━━━ Trecho selecionado
No mesmo dia, Rodney foi preso e extraditado para a Califórnia. Mas ele não conseguiu ser condenado por estupro, agressão e tentativa de homicídio, pois a família de Tali Shapiro não permitiu à menina que testemunhasse no julgamento dele, por isso a promotoria foi obrigada a aceitar que ele se declarasse culpado apenas por agressão.
Em 1974, após um 1 ano e 5 meses, Alcala foi liberado e voltou a ser preso 2 meses depois por agredir uma garota de 13 anos que havia aceitado uma carona. Foi conferido a ele liberdade condicional, depois de 2 anos de encarceramento.
Então, ele se mudou para Los Angeles, onde assassinou Elle Jane Hover — afilhada do notório ator Dean Martin — e enterrou os seus restos mortais na propriedade do Rockfeller Estate (Westchester). Durante o período em que ficou na cidade, o assassino ofereceu gratuitamente o seu trabalho de fotógrafo profissional de modelagem para conseguir fotografar as crianças nuas quando os pais não estavam por perto. Ele também atraiu outros infantes na porta de escolas para poder fazer o mesmo.
━━━━━━
━━━ Dados fornecidos
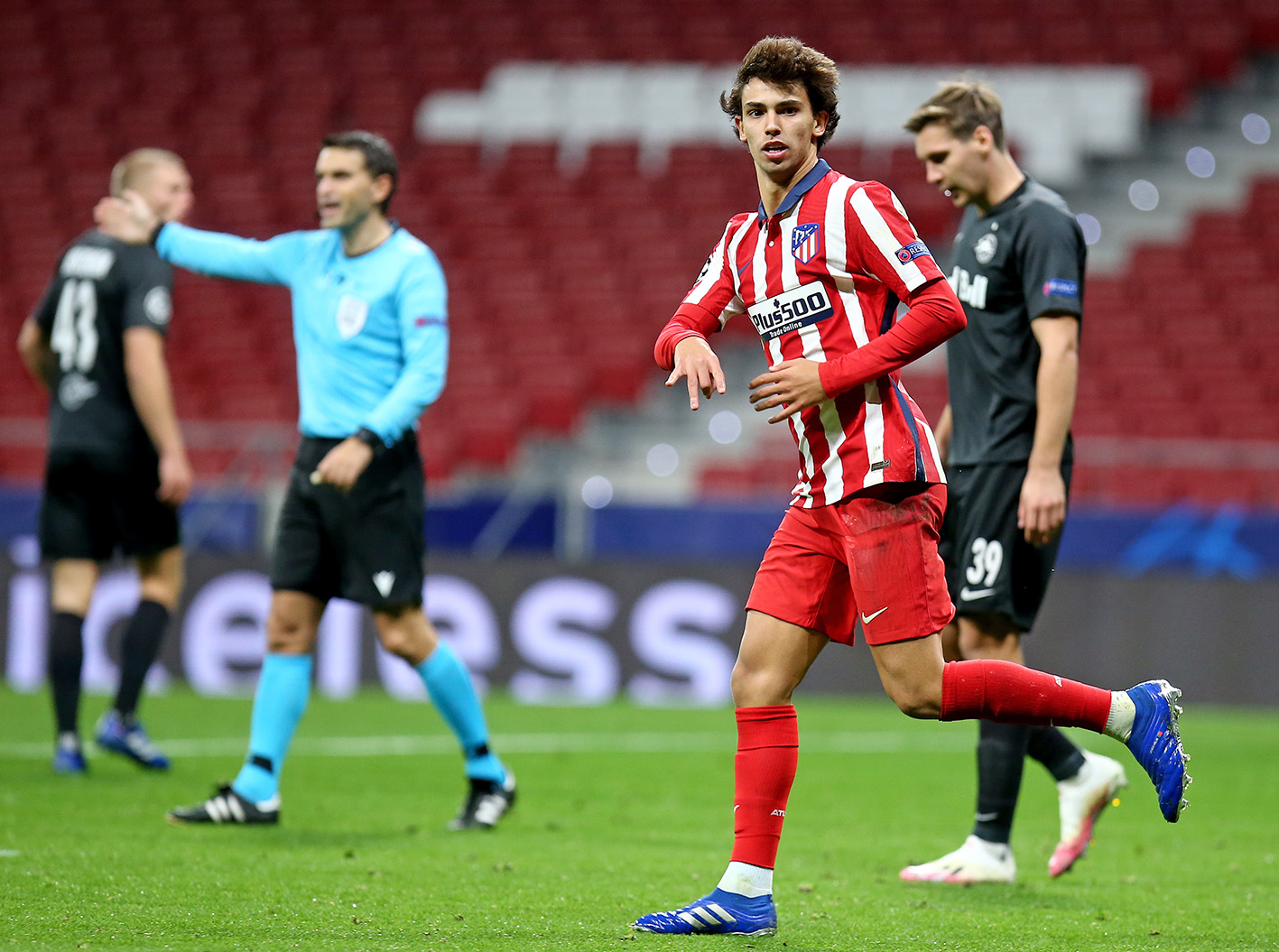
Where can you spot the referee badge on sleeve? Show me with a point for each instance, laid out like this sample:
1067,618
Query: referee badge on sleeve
352,313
━━━━━━
Lista de exercícios >>
A) De acordo com o trecho sobre Alcala, por que a promotoria foi obrigada a aceitar que ele se declarasse culpado apenas por agressão?
B) Por favor, escreva a continuação do trecho sobre Alcala a partir da última frase apresentada.

Gabarito >>
A) Porque a família de Tali Shapiro não permitiu que a menina testemunhasse no julgamento dele.

B)
Foi esse modus operandi que Alcala adotou. Por meio de uma câmera que ele encontrava e perseguia as suas vítimas. Mais tarde, ele usou a fotografia para documentar os crimes que cometia. Esses registros ajudaram-no a prolongar o prazer que sentia derivado dos assassinatos. Os transtornos do "fotógrafo" impossibilitavam-no de sentir qualquer remorso pelo o que fazia.
Em novembro de 1977, Rodney fotografou Jill Barcomb (18) após estuprá-la, sodomizá-la e enforcá-la com o próprio cinto, esmagando o rosto dela contra uma pedra grande. Ele largou o corpo na região montanhosa perto do letreiro de Hollywood. Em dezembro, foi a vez de Georgia Wixted. O homem repetiu o mesmo processo com essa enfermeira de 27 anos, só que usou o cabo de um martelo para violentar a jovem e acertar a cabeça dela. Depois, já morta, ele a colocou para "posar" em frente à sua câmera.
(Alcala sendo escoltado no tribunal em 2010)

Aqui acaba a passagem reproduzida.